• [Görev Yönergesi]: Kendini zâhirde mutasavvıflara benzetenleri eleştiren aşağıdaki alıntıyı, son cümlesinin ardından yazarak sürdürün.

• [Alıntı]:

- - -

Kıymetli fotayı parça parça yapıp parçalarını (renkli iplikle) dikmeye gelince, bu onların âdetine nereden benziyor? Bu grubun ahmaklığı, ahmaklıkta bütün mağrurların ahmaklığından daha açıktır; zira bu mağrurlar, nefis ve kıymetli elbiseler giyer, lezzetli yemekler yer, en iyi şekilde yaşarlar. Sultanların mallarını yerler. Zâhirde bile günahlardan sakınmazlar. Bâtında ise, hiç sakınmazlar. Bütün bunlara rağmen nefisleri için hayır umarlar. Bunların şerri halk tabakasına sirayet eden şerlerdendir; zira bunlara uyan helâk olur. Bunlara uymayanların ise, tasavvuf ehlinin tümü hakkında akideleri bozulur ve bütün tasavvuf ehlinin böyle olduğunu zannederler. Dolayısıyla doğru olan mutasavvıflar hakkında da kötü dil kullanırlar. Bütün bunlar hakikî mutasavvıflardan olmayıp zâhirde kendini onlara benzetenlerin uğursuzluğundan ve şerrinden ileri gelir!

- - -

• [Toplanan Veriler]:
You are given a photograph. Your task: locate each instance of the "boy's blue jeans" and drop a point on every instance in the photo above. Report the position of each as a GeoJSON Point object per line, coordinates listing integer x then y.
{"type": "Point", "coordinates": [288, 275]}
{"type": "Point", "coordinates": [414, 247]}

- - -

• [Görev Yanıtı]:
Başka bir grup da marifet ilmine, hakkın müşahedesine, makam ve hallerden geçtiğini, ayn-ı şuhud´da daim bir şekilde bulunduğunu, kurbete (yakınlığa) vâsıl olduğunu iddia eder. Oysa bunları ancak lâfızlarla ve isimlerle tanırlar. Çünkü birkaç kelimeyi ezberlemiş, durmadan onları tekrar ederler. Zannederler ki bu kelimeleri bilmek, başlangıcın ve sonun ilminden daha yücedir. Bu kimse, fakihlere, tefsir âlimlerine, muhaddislerin ve ulemanın diğer sınıflarına bile hakaret gözüyle bakar. Halk tabakası nerede kaldı?! Hatta çiftçi çiftini, örücü örgü sanatını bırakır, belirli günlerde bu lafazanların arkasına takılır. Onlardan o müzeyyef kelimeleri öğrenir. Sanki vahiyden konuşuyormuş gibi o kelimeleri tekrar edip durur. Sanki sırların sırrından haber veriyormuş gibi bir poza bürünür. Bununla bütün âbid ve âlimleri hakir görmeye başlar. Bu bakımdan âbidler hakkında ´Onlar, nefsini yoran işçilerdir´. Alimler hakkında da ´Onlar Allah´tan haber vermekle hakikatten perdelenmişlerdir´ der. Nefsi için de ´hakka vasıl olduğunu´ iddia eder. Allah´ın dergâhına yakın olanlardan bulunduğunu söyler. Oysa Allah katında münafık ve facirlerden, basiret sahiplerinin katında da ahmak ve cahillerdendirler. Hiçbir ilme hakkıyla vakıf olmamış, hiçbir kötü huyunu temizlememiş, hiçbir amelini murakabe etmemiş, hevâ-i nefsine tâbi olmaktan, hezeyanları öğrenmekten başka hiçbir kalbî murakabede bulunmamıştır.
Başka bir grup ibâhîliğe (herşeyi helâl görmeye) düşmüş, şeriatın sergisini katlayıp toparlamış, ahkâmı tamamen bir kenara itmiş, helâl ve haramı aynı seviyede görmüşlerdir. Bunlardan bazısı ´Allah benim amelime muhtaç değildir. O halde ben nefsimi neden yorayım´ demektedir.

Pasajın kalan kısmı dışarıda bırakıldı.